----- Texte fourni -----
Des origines à l’imaginaire médiéval
Dragon, art ancien, iconographie, mythologie | Publié par Anna M. Migdal le 13 novembre 2017.
Première partie
Une créature bien curieuse hante l’imagination populaire depuis des siècles, pour devenir l’un des monstres les plus remarquables des mythologies à travers l’Eurasie, le monde oriental et enfin l’Occident. Pourtant, l’ambiguïté d’une telle incarnation du grand serpent – tantôt céleste, tantôt chtonienne ou aquatique – enveloppée des forces naturelles à dompter, ne fut jamais vraiment saisie par la pensée européenne médiévale. Comme l’avait déjà expliqué Jacques le Goff, la culture cléricale profondément manichéenne réduit le symbole polyvalent, celui de destructeur et de fécondant à la fois, à un sens univoque. Ainsi, le dragon prendrait figurativement la place du Mal dans le combat éternel avec le Bien, en jouant un rôle saisissant dans les croyances, les légendes et conséquemment dans les arts.
-----
• [Exercices]
**1)** D'après le texte sur le dragon, quelle place le dragon prend-il figurativement dans le combat éternel entre le Bien et le Mal ?
**2)** Résumez plus brièvement le paragraphe du texte sur le dragon qui commence par « Une créature bien curieuse », en conservant ses faits principaux.
Il n'est pas nécessaire de consulter les enregistrements.
----- Lignes enregistrées -----
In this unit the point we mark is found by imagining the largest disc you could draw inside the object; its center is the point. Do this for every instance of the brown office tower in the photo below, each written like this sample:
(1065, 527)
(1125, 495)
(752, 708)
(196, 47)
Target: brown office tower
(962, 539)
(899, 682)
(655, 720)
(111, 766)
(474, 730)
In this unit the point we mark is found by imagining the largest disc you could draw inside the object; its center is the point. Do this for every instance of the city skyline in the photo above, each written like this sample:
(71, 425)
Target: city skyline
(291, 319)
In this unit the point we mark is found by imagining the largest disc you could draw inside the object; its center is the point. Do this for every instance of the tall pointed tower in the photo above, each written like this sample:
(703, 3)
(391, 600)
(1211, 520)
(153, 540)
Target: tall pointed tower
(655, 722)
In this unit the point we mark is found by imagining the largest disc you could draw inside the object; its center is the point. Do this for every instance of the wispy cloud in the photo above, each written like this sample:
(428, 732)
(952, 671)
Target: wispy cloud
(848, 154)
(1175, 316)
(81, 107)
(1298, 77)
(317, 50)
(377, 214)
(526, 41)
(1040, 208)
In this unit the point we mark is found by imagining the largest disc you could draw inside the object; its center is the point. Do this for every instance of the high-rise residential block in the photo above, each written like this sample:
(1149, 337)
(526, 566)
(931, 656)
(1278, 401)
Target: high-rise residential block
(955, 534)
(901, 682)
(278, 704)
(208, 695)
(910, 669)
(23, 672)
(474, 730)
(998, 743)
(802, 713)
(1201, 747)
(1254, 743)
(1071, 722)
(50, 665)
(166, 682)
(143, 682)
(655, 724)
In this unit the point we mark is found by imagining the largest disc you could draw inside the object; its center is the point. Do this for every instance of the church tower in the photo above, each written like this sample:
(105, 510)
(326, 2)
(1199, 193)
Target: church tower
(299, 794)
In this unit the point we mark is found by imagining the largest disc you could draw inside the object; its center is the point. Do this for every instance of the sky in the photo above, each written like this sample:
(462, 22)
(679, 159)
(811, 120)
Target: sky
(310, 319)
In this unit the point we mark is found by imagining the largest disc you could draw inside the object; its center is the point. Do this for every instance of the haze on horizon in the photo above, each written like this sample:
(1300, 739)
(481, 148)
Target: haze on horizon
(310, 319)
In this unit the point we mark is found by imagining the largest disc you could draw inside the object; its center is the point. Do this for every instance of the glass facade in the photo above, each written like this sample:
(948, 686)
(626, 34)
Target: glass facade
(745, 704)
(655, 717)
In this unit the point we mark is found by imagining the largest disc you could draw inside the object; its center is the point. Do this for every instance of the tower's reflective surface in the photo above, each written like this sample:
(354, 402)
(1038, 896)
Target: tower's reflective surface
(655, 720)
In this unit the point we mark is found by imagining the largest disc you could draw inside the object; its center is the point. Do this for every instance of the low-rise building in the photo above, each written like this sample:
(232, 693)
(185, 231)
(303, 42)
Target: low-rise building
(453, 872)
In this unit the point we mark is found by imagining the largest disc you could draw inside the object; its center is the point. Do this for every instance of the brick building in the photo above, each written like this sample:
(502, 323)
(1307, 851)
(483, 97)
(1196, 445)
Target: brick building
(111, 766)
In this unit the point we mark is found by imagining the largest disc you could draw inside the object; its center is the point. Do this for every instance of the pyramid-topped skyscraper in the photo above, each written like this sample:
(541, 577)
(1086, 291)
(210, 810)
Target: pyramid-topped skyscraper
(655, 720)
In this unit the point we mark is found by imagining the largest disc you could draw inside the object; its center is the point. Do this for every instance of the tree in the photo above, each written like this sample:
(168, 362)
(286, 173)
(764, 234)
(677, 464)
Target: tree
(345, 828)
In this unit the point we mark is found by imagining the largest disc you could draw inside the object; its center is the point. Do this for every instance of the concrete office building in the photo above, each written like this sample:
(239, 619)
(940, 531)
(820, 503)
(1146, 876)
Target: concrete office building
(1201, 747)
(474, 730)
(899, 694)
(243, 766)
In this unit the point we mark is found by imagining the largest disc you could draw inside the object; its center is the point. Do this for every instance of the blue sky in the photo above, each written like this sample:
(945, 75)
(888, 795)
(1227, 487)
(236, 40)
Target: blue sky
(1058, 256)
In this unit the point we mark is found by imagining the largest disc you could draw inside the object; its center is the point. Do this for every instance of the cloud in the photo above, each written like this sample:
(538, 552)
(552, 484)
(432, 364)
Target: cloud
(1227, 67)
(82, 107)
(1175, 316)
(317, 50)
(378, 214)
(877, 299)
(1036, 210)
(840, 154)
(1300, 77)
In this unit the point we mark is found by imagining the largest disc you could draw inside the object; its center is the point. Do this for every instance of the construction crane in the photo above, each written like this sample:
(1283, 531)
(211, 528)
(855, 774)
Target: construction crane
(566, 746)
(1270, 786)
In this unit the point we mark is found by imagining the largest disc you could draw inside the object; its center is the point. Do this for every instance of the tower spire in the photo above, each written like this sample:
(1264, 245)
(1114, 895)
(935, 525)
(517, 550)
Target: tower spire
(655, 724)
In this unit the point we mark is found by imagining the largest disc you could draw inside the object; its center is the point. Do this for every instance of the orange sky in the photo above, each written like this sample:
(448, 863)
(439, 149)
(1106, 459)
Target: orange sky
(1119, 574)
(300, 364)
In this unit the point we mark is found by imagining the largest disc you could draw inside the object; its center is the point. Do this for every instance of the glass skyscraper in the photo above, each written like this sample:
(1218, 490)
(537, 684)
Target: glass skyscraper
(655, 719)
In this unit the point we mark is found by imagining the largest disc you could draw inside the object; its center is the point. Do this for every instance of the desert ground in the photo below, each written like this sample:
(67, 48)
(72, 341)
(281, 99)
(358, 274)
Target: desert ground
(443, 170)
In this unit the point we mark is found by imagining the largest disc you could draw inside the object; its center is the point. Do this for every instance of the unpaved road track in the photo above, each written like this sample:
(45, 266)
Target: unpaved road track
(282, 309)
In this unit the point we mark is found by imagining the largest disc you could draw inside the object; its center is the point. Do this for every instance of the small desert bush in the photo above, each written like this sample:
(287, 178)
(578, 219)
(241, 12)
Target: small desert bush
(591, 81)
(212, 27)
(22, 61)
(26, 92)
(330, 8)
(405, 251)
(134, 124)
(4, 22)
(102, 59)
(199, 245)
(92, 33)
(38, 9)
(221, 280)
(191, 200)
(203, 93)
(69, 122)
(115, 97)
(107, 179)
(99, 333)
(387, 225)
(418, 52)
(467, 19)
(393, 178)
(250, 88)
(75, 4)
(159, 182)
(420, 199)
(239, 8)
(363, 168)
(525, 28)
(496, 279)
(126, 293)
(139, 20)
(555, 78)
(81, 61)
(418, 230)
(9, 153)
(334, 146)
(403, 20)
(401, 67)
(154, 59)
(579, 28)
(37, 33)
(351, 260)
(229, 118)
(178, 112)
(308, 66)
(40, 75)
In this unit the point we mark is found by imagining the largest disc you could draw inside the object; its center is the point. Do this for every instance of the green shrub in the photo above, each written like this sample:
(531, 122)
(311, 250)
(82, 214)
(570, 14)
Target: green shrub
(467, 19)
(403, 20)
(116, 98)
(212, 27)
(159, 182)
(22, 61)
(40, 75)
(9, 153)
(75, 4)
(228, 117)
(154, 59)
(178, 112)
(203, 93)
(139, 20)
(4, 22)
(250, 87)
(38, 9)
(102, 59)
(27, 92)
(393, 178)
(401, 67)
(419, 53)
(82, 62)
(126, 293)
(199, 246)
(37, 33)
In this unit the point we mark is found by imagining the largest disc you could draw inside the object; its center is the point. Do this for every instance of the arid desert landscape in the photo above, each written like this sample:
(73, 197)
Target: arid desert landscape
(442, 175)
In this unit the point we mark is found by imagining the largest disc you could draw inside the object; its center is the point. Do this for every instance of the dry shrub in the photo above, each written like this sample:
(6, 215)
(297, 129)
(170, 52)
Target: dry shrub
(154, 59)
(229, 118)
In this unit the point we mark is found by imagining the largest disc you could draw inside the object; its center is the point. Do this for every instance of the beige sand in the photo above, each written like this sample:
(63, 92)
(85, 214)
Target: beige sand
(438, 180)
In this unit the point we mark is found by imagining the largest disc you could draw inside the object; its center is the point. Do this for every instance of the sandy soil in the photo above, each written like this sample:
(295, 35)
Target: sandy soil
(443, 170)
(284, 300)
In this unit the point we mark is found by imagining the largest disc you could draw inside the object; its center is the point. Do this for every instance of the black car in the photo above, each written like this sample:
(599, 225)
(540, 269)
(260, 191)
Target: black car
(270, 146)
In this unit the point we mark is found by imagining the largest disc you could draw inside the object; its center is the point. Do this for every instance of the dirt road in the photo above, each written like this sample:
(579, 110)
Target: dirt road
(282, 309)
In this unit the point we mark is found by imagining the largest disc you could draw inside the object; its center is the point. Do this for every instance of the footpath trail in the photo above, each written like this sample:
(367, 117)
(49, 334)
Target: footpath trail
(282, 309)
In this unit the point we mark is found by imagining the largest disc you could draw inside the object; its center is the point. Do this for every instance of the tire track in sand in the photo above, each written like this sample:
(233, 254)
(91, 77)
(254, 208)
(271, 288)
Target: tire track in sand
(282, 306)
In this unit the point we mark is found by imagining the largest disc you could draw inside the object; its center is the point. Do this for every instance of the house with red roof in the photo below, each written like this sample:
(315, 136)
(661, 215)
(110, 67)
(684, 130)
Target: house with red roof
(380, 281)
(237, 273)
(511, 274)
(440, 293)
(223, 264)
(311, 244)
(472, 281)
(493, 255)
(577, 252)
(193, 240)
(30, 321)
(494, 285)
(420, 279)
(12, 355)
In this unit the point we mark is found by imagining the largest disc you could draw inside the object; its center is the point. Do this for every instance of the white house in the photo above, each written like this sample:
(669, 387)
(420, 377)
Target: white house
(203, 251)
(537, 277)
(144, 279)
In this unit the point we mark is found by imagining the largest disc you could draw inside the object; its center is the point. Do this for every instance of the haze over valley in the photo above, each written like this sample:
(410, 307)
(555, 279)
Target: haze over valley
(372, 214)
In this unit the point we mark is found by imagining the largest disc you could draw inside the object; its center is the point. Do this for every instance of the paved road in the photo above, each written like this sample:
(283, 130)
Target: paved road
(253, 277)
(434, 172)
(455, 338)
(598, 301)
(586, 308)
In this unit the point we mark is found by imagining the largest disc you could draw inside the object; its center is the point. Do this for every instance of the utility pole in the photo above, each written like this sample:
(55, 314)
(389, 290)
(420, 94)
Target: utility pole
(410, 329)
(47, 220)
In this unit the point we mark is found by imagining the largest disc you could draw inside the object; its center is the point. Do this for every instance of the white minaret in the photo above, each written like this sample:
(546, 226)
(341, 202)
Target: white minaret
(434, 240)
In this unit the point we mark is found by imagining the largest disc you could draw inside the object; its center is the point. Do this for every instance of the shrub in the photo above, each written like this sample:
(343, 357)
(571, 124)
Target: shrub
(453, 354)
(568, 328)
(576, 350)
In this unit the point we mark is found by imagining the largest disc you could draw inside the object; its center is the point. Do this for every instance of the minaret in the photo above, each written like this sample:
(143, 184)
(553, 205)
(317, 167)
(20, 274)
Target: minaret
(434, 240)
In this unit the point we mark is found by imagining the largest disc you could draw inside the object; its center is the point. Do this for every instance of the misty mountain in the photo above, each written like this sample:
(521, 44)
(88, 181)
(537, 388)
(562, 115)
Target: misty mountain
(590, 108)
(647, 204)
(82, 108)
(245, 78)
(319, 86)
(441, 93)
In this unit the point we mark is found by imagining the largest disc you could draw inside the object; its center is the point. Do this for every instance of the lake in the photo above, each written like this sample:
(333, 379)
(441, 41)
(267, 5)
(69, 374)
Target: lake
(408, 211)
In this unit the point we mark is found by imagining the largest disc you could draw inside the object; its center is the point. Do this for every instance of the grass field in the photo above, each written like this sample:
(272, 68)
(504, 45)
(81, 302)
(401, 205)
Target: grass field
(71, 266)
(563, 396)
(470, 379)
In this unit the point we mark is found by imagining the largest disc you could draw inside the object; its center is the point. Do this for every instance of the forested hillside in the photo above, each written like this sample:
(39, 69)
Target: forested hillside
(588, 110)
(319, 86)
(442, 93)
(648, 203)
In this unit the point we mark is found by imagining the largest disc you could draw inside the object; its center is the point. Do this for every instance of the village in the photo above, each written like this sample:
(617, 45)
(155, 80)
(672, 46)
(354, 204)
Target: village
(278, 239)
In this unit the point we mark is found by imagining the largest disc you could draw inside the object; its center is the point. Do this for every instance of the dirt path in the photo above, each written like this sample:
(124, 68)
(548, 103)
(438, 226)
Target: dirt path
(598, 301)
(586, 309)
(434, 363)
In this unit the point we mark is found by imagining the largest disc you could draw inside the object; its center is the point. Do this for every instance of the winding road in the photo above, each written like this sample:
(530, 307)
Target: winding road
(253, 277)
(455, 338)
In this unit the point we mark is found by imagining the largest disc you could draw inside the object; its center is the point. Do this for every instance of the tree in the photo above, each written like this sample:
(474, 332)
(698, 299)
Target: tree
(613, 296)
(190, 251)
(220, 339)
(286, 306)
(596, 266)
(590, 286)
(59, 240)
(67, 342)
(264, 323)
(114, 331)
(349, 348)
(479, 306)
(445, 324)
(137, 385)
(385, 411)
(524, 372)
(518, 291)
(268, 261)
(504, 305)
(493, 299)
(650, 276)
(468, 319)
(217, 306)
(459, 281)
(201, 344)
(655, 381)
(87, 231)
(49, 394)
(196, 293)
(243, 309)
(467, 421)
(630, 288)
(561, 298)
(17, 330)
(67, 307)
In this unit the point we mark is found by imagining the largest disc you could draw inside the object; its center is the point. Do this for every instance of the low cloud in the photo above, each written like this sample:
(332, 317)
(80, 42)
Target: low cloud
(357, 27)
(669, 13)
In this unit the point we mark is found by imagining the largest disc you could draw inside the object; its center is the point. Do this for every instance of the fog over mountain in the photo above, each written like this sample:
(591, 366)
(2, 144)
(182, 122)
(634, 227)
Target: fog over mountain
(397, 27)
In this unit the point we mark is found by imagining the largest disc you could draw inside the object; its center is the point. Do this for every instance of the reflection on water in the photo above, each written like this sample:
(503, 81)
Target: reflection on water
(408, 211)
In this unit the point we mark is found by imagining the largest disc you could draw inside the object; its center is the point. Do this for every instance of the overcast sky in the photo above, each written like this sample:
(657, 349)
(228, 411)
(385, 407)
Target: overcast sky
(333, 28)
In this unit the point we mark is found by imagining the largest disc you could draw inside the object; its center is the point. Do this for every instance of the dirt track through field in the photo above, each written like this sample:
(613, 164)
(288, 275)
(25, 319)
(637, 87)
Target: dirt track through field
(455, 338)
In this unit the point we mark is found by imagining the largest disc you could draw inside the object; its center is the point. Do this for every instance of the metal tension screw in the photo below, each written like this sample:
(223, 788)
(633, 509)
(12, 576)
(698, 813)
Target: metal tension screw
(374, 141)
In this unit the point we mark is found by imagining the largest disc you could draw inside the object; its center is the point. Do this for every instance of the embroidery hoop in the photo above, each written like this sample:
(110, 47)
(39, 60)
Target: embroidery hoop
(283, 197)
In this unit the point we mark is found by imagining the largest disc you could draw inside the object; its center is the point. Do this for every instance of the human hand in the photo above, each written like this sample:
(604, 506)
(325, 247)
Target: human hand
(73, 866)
-----
• [Réponses]
**1)** Il prend la place du Mal.

**2)** Le dragon hante l'imagination populaire depuis des siècles. Il est devenu l'un des monstres les plus remarquables des mythologies d'Eurasie, du monde oriental puis de l'Occident. La pensée européenne médiévale n'a jamais vraiment saisi l'ambiguïté de ce grand serpent, tantôt céleste, tantôt chtonien ou aquatique. Comme l'avait expliqué Jacques le Goff, la culture cléricale manichéenne a réduit ce symbole, à la fois destructeur et fécondant, à un sens univoque. Le dragon y incarne ainsi le Mal face au Bien et joue un rôle saisissant dans les croyances, les légendes et les arts.